* _Written problem A_
From the records below, pull out the lines from the one containing "If you could place a marker on the overcast" through the end of the records, and repeat them verbatim.

In a Regression model, should you drop interaction terms if they’re not significant?

In an ANOVA, adding interaction terms still leaves the main effects as main effects. That is, as long as the data are balanced, the main effects and the interactions are independent. The main effect is still telling you if there is an overall effect of that variable, after accounting for other variables in the model.

But in regression, adding interaction terms makes the coefficients of the lower order terms conditional effects, not main effects. That means that the effect of one predictor is conditional on the value of the other. The coefficient of the lower order term isn’t the effect of that term. It’s the effect only when the other term in the interaction equals 0.

So if an interaction isn’t significant, should you drop it?

If you are just checking for the presence of an interaction to make sure you are specifying the model correctly, go ahead and drop it. The interaction uses up df and changes the meaning of the lower order coefficients, and complicates the model. So if you were just checking for it, drop it.

But if you actually hypothesized an interaction that wasn’t significant, leave it in the model. The insignificant interaction means something in this case–it helps you evaluate your hypothesis. Taking it out can do more damage in specification error than in will in the loss of df.

The same is true in ANOVA models.

And as always, leave in any lower order terms, significant or not, for any higher order terms in the model. That means you have to leave in all insignificant two-way interactions for any significant 3-ways.

{ 14 comments… read them below or add one }

Dear Karen

I have a main factor that is directly proportional to the response. I identified the significant and non-significant factors and interactions and then I dropped them. When I runned again the DOE with only significant ones, this main fator remained positive as waited. Strangely, the estimated coeficient for uncoded units of this fator became negative. Low and high levels for this factor are positive (110 and 130). Is it possible to happen? Why? The presence of interactions can cause this? PS.: all the factors and their levels are positives. Thanks in advance!

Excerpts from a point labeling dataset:

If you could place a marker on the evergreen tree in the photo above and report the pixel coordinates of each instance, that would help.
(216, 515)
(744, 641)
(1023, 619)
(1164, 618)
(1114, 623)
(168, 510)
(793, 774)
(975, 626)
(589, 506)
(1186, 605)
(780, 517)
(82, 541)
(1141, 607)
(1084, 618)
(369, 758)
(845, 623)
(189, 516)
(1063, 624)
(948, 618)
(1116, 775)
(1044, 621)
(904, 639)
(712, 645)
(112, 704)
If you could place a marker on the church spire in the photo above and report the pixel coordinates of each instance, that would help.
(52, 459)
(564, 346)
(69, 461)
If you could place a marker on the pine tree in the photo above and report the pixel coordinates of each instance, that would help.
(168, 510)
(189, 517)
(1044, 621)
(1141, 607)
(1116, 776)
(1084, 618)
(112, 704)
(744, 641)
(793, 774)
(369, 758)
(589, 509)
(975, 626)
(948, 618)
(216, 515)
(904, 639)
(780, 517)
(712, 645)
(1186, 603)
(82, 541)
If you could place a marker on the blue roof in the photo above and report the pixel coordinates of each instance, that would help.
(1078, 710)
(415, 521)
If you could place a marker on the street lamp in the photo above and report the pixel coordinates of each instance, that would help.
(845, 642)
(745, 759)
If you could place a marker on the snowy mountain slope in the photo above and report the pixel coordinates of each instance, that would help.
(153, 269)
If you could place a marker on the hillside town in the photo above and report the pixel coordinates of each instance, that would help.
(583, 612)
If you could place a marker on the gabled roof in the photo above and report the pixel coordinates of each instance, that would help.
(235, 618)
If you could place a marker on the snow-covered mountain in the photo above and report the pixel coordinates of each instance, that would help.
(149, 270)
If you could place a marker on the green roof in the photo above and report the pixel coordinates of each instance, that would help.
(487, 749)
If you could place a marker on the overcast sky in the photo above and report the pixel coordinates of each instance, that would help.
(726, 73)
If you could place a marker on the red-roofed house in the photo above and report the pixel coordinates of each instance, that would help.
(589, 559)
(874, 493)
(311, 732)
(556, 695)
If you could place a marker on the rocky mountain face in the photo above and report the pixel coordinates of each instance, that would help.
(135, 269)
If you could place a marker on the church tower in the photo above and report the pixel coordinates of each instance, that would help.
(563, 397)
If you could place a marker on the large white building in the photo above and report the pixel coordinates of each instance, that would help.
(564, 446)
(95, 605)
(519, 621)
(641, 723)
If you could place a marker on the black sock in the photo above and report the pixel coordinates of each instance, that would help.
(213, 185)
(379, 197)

* _Written problem B_
Answer these questions using the text on interaction terms above.
(i) In an ANOVA, what condition must the data meet for the main effects and the interactions to be independent?
(ii) In a regression with an interaction, when does the coefficient of a lower order term give that term's effect?
(iii) What low and high levels does the commenter give for the main factor?

* _Exercise response A_
If you could place a marker on the overcast sky in the photo above and report the pixel coordinates of each instance, that would help.
(726, 73)
If you could place a marker on the red-roofed house in the photo above and report the pixel coordinates of each instance, that would help.
(589, 559)
(874, 493)
(311, 732)
(556, 695)
If you could place a marker on the rocky mountain face in the photo above and report the pixel coordinates of each instance, that would help.
(135, 269)
If you could place a marker on the church tower in the photo above and report the pixel coordinates of each instance, that would help.
(563, 397)
If you could place a marker on the large white building in the photo above and report the pixel coordinates of each instance, that would help.
(564, 446)
(95, 605)
(519, 621)
(641, 723)
If you could place a marker on the black sock in the photo above and report the pixel coordinates of each instance, that would help.
(213, 185)
(379, 197)

* _Exercise response B_
(i) The data must be balanced.
(ii) Only when the other term in the interaction equals 0.
(iii) 110 and 130.